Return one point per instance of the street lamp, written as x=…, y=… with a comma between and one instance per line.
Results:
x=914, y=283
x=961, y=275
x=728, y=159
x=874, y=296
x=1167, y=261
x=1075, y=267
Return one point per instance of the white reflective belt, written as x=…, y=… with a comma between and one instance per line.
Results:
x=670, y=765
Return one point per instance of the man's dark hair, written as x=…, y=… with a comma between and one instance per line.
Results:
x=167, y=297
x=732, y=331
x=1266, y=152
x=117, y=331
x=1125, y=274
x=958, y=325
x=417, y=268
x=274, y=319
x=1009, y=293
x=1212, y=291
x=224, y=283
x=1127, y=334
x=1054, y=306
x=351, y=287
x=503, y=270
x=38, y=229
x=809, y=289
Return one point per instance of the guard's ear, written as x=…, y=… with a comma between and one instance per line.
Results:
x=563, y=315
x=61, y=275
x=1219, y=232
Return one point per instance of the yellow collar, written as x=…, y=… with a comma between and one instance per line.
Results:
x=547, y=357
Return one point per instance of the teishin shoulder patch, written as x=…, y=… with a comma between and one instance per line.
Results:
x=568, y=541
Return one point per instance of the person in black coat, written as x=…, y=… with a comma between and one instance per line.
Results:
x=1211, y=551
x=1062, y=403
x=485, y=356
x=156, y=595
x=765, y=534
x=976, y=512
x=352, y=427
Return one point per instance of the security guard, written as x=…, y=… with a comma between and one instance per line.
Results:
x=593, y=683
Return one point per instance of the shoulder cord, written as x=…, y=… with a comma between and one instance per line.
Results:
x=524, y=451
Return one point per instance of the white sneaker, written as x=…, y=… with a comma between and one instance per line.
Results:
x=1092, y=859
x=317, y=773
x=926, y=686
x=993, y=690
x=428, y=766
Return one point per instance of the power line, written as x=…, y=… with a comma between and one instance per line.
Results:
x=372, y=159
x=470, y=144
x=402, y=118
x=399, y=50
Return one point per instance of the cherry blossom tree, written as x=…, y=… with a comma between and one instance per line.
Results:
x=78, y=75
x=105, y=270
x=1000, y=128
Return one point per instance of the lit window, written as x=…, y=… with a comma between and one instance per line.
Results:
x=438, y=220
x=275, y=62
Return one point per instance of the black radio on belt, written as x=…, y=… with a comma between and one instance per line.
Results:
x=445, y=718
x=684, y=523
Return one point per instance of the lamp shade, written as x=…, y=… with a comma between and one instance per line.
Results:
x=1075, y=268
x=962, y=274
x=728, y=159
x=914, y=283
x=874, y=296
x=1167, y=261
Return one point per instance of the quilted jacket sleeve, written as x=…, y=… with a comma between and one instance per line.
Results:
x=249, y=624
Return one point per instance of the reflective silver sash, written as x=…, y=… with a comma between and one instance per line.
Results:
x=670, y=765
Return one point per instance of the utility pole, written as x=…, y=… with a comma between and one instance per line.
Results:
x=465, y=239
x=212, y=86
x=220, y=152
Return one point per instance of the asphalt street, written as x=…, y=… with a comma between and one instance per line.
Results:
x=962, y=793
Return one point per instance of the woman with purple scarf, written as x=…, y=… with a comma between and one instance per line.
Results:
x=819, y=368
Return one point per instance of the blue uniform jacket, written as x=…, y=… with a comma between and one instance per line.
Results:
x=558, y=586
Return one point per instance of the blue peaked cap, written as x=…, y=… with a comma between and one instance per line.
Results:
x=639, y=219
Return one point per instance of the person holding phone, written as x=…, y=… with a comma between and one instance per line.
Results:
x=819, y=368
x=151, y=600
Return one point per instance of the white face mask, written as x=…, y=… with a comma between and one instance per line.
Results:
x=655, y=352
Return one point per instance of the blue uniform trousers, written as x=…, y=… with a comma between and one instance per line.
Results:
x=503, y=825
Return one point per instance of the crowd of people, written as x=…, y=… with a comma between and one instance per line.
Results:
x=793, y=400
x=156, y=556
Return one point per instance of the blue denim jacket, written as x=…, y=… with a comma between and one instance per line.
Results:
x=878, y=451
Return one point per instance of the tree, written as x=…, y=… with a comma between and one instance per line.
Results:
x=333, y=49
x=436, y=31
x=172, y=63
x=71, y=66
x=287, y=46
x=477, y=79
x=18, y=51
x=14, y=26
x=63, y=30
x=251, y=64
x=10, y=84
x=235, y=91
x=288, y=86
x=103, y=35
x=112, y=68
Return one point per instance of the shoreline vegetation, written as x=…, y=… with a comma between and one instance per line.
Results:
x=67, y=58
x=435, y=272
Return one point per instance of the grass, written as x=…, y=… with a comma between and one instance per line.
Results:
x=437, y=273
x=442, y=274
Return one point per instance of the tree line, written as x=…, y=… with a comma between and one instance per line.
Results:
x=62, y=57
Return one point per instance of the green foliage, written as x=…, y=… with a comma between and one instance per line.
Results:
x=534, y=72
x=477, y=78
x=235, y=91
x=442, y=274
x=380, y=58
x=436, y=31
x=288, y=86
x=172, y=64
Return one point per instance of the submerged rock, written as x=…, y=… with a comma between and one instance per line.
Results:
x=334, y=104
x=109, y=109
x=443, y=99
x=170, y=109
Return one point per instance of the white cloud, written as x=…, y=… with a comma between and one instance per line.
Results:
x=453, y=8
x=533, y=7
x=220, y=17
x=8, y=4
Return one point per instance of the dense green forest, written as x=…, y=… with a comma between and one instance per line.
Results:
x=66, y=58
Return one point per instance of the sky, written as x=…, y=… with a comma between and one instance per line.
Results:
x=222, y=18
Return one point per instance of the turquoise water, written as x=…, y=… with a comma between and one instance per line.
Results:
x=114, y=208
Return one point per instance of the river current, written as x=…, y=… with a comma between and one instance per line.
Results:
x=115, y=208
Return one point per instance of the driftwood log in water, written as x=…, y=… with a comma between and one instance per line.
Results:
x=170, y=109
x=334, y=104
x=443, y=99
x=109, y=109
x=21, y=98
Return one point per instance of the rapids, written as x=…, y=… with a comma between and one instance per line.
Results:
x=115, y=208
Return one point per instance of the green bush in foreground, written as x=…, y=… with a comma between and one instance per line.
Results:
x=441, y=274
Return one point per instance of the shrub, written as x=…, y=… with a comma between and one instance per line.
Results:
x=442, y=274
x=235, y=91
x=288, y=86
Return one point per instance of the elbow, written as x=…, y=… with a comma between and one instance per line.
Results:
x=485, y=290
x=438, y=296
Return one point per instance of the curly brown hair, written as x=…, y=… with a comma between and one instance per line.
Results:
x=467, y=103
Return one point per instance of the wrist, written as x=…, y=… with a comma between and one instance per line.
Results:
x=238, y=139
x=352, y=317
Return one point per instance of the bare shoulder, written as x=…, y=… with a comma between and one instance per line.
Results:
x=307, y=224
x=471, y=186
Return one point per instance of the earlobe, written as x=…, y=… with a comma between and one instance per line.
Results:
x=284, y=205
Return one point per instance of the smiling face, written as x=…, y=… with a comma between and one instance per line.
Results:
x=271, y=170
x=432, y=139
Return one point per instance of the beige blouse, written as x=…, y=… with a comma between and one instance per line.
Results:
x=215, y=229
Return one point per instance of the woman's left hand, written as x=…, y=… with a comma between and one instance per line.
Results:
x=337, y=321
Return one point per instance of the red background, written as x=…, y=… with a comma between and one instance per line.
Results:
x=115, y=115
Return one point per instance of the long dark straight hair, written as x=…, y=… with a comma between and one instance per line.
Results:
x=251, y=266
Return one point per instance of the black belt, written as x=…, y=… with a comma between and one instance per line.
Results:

== == ==

▶ [Your objective]: The answer must be a verbatim transcription of all the entries.

▶ [Task solution]:
Return one point per instance of the street lamp, written as x=…, y=… with a comma between and one instance per line.
Results:
x=914, y=283
x=961, y=275
x=728, y=159
x=874, y=296
x=1167, y=261
x=1075, y=267
Return one point per instance of the white reflective belt, written as x=…, y=… with a comma between and one instance per line.
Results:
x=670, y=765
Return one point per instance of the man's dark hair, written as x=…, y=… with a comma between and one instance per line.
Results:
x=167, y=297
x=732, y=331
x=1266, y=152
x=117, y=331
x=1125, y=274
x=958, y=325
x=417, y=268
x=274, y=319
x=1009, y=293
x=1212, y=291
x=224, y=283
x=1127, y=334
x=1054, y=306
x=351, y=287
x=503, y=270
x=38, y=229
x=809, y=289
Return one point per instance of the guard's ear, written as x=…, y=… with a comma between and one instance per line.
Results:
x=563, y=315
x=61, y=275
x=1219, y=232
Return one point per instance of the yellow collar, written as x=…, y=… with a comma between and one instance per line.
Results:
x=547, y=357
Return one point per instance of the teishin shoulder patch, written as x=…, y=… with a comma between and one instance per line.
Results:
x=568, y=541
Return one point per instance of the person in black coat, written as x=…, y=… with a comma between and one instance per line.
Results:
x=1211, y=551
x=1062, y=403
x=485, y=356
x=156, y=595
x=765, y=534
x=976, y=512
x=352, y=427
Return one point per instance of the security guard, written as x=…, y=… with a comma between and one instance per line.
Results:
x=593, y=683
Return one point per instance of the shoulder cord, written as x=…, y=… with a comma between and one instance per line.
Results:
x=524, y=451
Return one point per instance of the white sneaker, written as x=…, y=… with a comma between and one instance per line.
Results:
x=1092, y=859
x=317, y=773
x=926, y=686
x=993, y=690
x=428, y=766
Return one point per instance of the power line, written as x=…, y=… with a comma between and one instance per line.
Results:
x=372, y=159
x=470, y=144
x=402, y=118
x=399, y=50
Return one point per instance of the cherry blossom tree, written as x=…, y=… with a comma between and one instance per line.
Results:
x=78, y=75
x=105, y=270
x=1000, y=128
Return one point per instance of the lit window, written as x=…, y=… with a comma between and one instance per line.
Results:
x=438, y=220
x=275, y=62
Return one point per instance of the black radio on belt, written as x=…, y=… with a comma between and one instance per line.
Results:
x=445, y=718
x=684, y=523
Return one point per instance of the lamp shade, written as x=…, y=… with a comma between and one instance per line.
Results:
x=1075, y=268
x=962, y=274
x=728, y=159
x=914, y=283
x=874, y=296
x=1167, y=261
Return one point per instance of the quilted jacket sleeve, written as x=…, y=… with a comma between and one instance per line.
Results:
x=249, y=624
Return one point per instance of the reflective silver sash, written as x=…, y=… with a comma between and one instance per line.
Results:
x=670, y=765
Return one point per instance of the utility pole, written as x=…, y=… with a comma between and one instance per line.
Results:
x=465, y=239
x=212, y=86
x=220, y=152
Return one point per instance of the asphalt street, written as x=…, y=… with a comma between and one instance per line.
Results:
x=962, y=793
Return one point per instance of the woman with purple scarf, written as x=…, y=… with a comma between and one instance per line.
Results:
x=819, y=368
Return one point per instance of the blue uniform jacket, written as x=…, y=… with a comma between and one instance per line.
Results:
x=558, y=586
Return one point per instance of the blue peaked cap, written as x=…, y=… with a comma between and one instance per line.
Results:
x=639, y=219
Return one point per instance of the person holding phone, written as x=…, y=… with a comma between and one instance per line.
Results:
x=819, y=368
x=151, y=600
Return one point per instance of the white face mask, written as x=…, y=… with a comma between and one instance per line.
Results:
x=655, y=352
Return one point per instance of the blue uniform trousers, written as x=…, y=… with a comma between and one instance per line.
Results:
x=503, y=825
Return one point per instance of the crowd of people, written as x=…, y=… with a comma between and one instance per line.
Results:
x=793, y=400
x=156, y=556
Return one point per instance of the blue denim jacket, written as x=…, y=… with a comma between and one instance per line.
Results:
x=878, y=451
Return one point per instance of the tree, written as x=…, y=… with a comma between and one instance per line.
Results:
x=333, y=49
x=436, y=31
x=172, y=63
x=71, y=66
x=287, y=46
x=477, y=79
x=18, y=51
x=14, y=26
x=63, y=30
x=251, y=64
x=10, y=84
x=235, y=91
x=288, y=86
x=103, y=35
x=112, y=68
Return one point per instance of the shoreline vegetation, written as x=…, y=… with a comma between and one instance per line.
Results:
x=67, y=58
x=435, y=272
Return one point per instance of the grass, written as x=…, y=… with a comma between and one instance per line.
Results:
x=437, y=273
x=442, y=274
Return one point per instance of the tree line, written as x=…, y=… with a comma between and one instance per line.
Results:
x=62, y=57
Return one point per instance of the green foliage, written as x=…, y=… with a comma between and one instance per line.
Results:
x=534, y=72
x=477, y=78
x=235, y=91
x=442, y=274
x=380, y=58
x=436, y=31
x=288, y=86
x=172, y=64
Return one point per instance of the submerged rock, written as x=…, y=… with a comma between and one instance per line.
Results:
x=334, y=104
x=109, y=109
x=443, y=99
x=170, y=109
Return one point per instance of the white cloud, written as x=…, y=… with a comma between and one instance per line.
Results:
x=453, y=8
x=533, y=7
x=220, y=17
x=8, y=4
Return one point per instance of the dense green forest, written as x=…, y=… with a comma between and one instance per line.
Results:
x=66, y=58
Return one point per instance of the sky, written as x=…, y=… with a comma between and one instance per line.
Results:
x=222, y=18
Return one point per instance of the turquoise water, written as x=…, y=… with a comma between and one instance per line.
Results:
x=114, y=208
Return one point per instance of the river current, written as x=…, y=… with a comma between and one instance per line.
Results:
x=115, y=208
Return one point per instance of the driftwood log in water, written as x=…, y=… with a comma between and one instance per line.
Results:
x=170, y=109
x=334, y=104
x=443, y=99
x=109, y=109
x=21, y=98
Return one point per instance of the rapids, written as x=…, y=… with a comma between and one instance per line.
Results:
x=115, y=208
Return one point per instance of the green bush in foreground, written as x=…, y=… with a comma between and one instance per line.
Results:
x=441, y=274
Return one point per instance of the shrub, written as x=…, y=… with a comma between and one instance per line.
Results:
x=442, y=274
x=235, y=91
x=288, y=86
Return one point per instance of the elbow, written as x=…, y=… with a comma between and one instance per line.
Results:
x=485, y=290
x=438, y=296
Return one point per instance of the curly brown hair, written as x=…, y=… with a comma between and one instance per line.
Results:
x=467, y=103
Return one point per instance of the wrist, written as x=…, y=… with a comma between and one instance per line.
Results:
x=238, y=139
x=352, y=317
Return one point per instance of the bare shoulder, written as x=…, y=… with a comma between and one instance per line.
Results:
x=307, y=224
x=471, y=186
Return one point per instance of the earlobe, written as x=…, y=… with a comma between and one instance per line.
Results:
x=284, y=205
Return one point per instance of the smiling face, written as x=…, y=… with a comma between and one instance per line.
Results:
x=271, y=170
x=432, y=139
Return one point per instance of the beige blouse, written as x=…, y=… with a comma between and one instance per line.
Results:
x=215, y=229
Return one point per instance of the woman's left hand, written as x=…, y=… with a comma between and one instance per line.
Results:
x=337, y=321
Return one point per instance of the red background, written as x=…, y=… with a comma between and one instance per line.
Results:
x=115, y=115
Return one point per instance of the long dark straight hair, written as x=…, y=… with a comma between and one instance per line.
Results:
x=251, y=266
Return one point per instance of the black belt, written as x=…, y=… with a comma between and one instance per line.
Results:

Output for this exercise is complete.